→ **List of tasks**:
1. In the Redpanda Connect article, what kind of delivery does the transaction-based resiliency ensure?
2. Extract the passage of the Redpanda Connect article starting at "Transaction-Based Resiliency: It" and ending at "messages during transit.".
3. Extend the article about Redpanda Connect by writing what comes after its final sentence.

In summary, Redpanda took Benthos’ foundation and optimized it to work specifically with Redpanda’s high-performance platform, adding better scalability, easier integration, and a more cohesive user experience.

Redpanda Connect is a framework for creating declarative stream processors where a pipeline of one or more sources, an arbitrary series of processing stages, and one or more sinks can be configured in a single config

Benefits of Using Redpanda Connect

Real-Time Data Processing: Redpanda Connect can be used for real-time data processing. It can consume data from the specified inputs, process it using the specified processors, and then send the processed data to the specified outputs. This makes it suitable for use cases that require real-time data processing

Fault Tolerance: Redpanda Connect includes mechanisms for fault tolerance, ensuring that data processing continues smoothly even in the event of failures. This includes support for distributed connectors and automatic recovery from errors.

Transaction-Based Resiliency: It implements transaction-based resiliency with back pressure, ensuring at-least-once delivery without needing to persist messages during transit.

Wide Range of Connectors: Redpanda Connect comes with a wide range of connectors, making it easy to integrate with your existing infrastructure. Some of the connectors include AWS DynamoDB, AWS Kinesis, Azure Blob Storage, MongoDB, Kafka, and many more.

Data Agnostic: Redpanda Connect is totally data agnostic, which means it can handle any type of data you need to process.

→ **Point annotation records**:

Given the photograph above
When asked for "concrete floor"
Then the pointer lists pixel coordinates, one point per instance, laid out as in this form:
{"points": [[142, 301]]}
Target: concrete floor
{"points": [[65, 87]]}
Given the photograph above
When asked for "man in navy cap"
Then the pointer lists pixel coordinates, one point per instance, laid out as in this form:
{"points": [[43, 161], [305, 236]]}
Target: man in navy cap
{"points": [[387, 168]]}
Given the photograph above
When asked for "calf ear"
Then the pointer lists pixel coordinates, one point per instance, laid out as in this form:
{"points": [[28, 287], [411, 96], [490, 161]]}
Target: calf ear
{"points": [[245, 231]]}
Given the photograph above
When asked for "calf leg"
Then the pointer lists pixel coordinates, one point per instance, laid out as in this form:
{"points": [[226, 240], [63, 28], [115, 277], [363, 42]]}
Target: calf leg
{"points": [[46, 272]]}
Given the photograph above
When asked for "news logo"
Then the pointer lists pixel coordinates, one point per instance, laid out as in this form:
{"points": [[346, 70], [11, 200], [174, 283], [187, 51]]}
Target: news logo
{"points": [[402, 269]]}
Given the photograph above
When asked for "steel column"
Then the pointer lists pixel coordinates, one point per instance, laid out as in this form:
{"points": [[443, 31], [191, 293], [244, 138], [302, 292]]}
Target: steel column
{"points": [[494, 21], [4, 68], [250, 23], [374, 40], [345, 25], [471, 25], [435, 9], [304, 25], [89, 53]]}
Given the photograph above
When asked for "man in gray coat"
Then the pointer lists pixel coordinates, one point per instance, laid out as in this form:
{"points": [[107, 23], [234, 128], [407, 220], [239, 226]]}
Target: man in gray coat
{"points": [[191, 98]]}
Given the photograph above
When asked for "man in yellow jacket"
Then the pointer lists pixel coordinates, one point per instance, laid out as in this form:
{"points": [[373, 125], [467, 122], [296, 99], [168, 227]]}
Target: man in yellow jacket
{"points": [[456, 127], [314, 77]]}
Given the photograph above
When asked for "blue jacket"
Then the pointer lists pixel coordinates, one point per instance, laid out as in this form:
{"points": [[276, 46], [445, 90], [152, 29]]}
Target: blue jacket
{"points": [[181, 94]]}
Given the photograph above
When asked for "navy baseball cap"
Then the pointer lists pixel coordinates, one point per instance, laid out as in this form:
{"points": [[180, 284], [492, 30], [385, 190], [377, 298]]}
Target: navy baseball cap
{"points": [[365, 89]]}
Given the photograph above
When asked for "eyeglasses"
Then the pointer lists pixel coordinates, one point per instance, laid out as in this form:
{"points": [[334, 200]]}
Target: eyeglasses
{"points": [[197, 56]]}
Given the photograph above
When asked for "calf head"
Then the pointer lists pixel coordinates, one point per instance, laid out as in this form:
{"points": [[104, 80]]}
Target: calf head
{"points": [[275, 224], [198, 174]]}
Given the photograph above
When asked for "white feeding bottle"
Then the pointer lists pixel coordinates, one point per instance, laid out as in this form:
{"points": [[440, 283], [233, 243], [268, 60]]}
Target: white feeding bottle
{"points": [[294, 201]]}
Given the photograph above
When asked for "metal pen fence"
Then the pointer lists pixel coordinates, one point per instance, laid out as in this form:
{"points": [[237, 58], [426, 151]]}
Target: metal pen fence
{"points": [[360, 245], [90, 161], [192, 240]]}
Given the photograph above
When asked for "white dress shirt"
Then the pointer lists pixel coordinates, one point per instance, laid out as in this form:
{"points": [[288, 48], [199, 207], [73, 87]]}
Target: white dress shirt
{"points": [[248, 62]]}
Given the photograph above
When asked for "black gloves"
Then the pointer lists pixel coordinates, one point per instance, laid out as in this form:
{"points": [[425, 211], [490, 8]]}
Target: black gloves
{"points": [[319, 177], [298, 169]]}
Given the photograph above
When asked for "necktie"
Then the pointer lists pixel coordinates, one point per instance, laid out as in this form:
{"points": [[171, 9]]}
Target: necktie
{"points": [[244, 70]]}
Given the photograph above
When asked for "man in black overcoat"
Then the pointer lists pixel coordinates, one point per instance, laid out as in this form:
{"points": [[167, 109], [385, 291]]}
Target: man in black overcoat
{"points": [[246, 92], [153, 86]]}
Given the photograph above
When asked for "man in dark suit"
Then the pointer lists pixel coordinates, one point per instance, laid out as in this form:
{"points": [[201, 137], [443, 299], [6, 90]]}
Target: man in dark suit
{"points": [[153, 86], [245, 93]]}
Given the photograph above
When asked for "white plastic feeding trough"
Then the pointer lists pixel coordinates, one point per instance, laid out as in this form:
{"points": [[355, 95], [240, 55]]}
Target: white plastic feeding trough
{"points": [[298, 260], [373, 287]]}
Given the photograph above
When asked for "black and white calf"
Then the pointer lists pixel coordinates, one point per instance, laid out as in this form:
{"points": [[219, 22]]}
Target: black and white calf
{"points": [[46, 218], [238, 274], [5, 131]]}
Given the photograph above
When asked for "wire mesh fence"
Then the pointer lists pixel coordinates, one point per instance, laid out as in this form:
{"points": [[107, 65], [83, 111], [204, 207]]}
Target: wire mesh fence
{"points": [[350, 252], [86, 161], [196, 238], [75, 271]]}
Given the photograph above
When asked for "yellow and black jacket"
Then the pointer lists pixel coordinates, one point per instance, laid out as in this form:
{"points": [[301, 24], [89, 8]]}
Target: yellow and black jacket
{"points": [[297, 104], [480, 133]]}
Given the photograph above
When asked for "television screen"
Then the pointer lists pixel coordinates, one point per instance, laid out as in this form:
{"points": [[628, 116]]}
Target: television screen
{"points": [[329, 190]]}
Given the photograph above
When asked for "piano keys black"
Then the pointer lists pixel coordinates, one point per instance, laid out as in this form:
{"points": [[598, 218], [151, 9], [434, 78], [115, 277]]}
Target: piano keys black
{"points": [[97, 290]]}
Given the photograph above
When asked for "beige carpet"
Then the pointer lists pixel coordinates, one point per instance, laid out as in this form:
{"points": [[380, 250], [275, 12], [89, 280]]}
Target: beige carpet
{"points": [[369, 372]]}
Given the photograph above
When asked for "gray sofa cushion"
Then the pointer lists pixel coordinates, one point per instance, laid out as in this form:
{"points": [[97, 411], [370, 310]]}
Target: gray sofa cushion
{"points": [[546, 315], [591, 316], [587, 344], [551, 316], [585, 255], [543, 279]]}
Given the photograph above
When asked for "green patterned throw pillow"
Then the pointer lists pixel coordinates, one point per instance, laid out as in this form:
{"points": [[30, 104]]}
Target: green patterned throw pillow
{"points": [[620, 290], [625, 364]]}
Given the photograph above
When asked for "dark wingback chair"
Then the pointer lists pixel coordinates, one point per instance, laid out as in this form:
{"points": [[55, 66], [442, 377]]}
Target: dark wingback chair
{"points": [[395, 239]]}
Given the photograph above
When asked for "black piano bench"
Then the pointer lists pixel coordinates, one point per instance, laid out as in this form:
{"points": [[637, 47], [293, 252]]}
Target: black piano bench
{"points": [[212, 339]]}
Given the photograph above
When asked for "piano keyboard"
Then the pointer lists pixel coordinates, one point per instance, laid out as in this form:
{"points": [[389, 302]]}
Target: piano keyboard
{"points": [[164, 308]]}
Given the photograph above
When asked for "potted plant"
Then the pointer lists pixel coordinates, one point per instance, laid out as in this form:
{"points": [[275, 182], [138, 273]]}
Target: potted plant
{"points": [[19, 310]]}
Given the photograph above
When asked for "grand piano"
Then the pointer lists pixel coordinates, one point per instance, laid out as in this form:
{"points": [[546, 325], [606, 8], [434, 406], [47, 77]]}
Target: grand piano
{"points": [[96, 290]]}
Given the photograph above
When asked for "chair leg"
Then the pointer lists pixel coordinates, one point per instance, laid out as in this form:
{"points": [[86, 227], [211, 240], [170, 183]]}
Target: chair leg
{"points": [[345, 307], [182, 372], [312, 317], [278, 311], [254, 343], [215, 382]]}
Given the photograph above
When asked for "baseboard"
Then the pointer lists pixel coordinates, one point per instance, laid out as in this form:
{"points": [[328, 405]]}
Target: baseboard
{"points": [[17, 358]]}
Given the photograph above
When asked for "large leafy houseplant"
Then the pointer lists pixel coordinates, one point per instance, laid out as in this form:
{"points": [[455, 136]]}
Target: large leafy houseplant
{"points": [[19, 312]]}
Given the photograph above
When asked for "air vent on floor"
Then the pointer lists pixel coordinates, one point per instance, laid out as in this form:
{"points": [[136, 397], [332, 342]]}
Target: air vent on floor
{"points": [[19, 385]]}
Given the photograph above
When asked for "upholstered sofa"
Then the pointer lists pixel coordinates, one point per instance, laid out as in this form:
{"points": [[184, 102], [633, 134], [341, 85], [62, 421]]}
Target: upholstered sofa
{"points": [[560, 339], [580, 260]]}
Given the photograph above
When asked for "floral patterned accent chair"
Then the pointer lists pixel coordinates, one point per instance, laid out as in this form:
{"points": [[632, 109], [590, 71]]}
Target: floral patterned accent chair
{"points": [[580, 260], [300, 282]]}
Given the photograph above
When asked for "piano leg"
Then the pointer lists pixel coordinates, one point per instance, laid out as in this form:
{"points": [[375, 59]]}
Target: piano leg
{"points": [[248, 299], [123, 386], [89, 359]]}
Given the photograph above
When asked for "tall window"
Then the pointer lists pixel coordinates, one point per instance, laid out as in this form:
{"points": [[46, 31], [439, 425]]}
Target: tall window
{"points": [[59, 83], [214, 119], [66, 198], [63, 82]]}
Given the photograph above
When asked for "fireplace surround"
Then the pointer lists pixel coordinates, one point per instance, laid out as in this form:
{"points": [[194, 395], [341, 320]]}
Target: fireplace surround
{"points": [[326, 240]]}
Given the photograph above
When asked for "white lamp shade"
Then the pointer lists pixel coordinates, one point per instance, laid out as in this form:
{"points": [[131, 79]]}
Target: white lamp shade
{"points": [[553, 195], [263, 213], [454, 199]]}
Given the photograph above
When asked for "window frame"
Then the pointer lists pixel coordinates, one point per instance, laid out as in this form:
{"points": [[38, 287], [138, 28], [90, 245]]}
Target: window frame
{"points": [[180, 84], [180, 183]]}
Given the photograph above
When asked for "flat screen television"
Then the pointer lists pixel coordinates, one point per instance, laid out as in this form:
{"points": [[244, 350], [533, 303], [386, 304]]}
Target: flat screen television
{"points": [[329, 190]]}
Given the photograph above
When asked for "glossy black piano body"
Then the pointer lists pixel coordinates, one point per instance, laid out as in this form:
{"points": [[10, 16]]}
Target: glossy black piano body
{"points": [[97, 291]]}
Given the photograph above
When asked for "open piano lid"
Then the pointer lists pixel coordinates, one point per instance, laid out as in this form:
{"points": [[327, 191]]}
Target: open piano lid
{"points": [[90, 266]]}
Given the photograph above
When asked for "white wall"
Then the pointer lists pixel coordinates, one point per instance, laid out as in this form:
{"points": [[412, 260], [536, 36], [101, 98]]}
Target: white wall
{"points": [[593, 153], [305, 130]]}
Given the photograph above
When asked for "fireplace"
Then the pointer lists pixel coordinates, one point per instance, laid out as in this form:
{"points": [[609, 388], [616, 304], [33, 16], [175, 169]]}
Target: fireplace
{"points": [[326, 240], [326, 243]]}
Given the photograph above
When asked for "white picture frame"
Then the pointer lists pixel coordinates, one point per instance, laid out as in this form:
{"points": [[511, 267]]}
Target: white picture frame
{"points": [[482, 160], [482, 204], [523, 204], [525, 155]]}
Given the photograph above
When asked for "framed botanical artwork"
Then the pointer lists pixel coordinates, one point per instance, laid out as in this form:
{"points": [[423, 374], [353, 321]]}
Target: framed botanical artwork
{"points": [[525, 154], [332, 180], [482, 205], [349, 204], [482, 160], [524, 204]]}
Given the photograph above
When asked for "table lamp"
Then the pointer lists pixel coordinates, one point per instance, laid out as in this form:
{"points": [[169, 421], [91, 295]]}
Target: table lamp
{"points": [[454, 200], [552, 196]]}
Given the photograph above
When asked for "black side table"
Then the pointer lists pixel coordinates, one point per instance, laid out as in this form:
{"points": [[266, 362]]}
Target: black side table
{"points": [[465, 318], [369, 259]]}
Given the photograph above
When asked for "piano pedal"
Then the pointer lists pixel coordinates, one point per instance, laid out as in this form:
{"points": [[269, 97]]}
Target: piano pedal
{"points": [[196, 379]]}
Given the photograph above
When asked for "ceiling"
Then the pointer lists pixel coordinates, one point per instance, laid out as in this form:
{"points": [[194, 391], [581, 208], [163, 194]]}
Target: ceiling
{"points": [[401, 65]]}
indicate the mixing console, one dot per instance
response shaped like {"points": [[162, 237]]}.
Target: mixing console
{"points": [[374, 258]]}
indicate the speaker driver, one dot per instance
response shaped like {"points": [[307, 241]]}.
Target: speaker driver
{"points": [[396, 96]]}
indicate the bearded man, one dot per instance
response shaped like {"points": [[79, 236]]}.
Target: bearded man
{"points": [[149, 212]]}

→ **Answers for the exercise**:
1. It ensures at-least-once delivery without needing to persist messages during transit.

2.
Transaction-Based Resiliency: It implements transaction-based resiliency with back pressure, ensuring at-least-once delivery without needing to persist messages during transit.

3.
Overlap with Traditional Tools: Redpanda Connect has functionality that overlaps with integration frameworks, log aggregators, and ETL workflow engines. This means it can be used to complement these traditional data engineering tools or act as a simpler alternative.

Key Components of Redpanda Connect

Redpanda Connect is composed of several key components that work together to provide a robust data streaming service:

  1. Inputs: These are the sources from which data is consumed. They can be various services like Kafka, AWS S3, HTTP, etc.
  2. Buffers: These are optional components that can be used to temporarily store data before it is processed
  3. Processors: These are the components that perform operations on the data. They can perform various tasks like mapping, filtering, etc.
  4. Outputs: These are the destinations where the processed data is sent. They can be various services like AWS S3, HTTP, etc.
  5. Observability Components: These components allow you to specify how Connect exposes observability data. They include HTTP, logger, metrics, and tracing.

How Does Redpanda Connect Work?

Redpanda Connect works by consuming data from the specified inputs, optionally storing it in a buffer, processing it using the specified processors, and then sending the processed data to the specified outputs. The observability components provide visibility into the operation of the Connect pipeline.

In this example, we’ll set up a Kafka-Benthos pipeline where data is consumed from one Kafka topic, processed by Benthos, and then sent to another Kafka topic. We’ll use Docker Compose to spin up a Zookeeper, Kafka, and Benthos services, and we’ll walk through each step of the process, including how to verify that the data has been processed correctly.

Step 1: Create the Docker Compose File

Let’s start by creating a docker-compose.yml file. This file defines the services we need: Zookeeper, Kafka, and Benthos.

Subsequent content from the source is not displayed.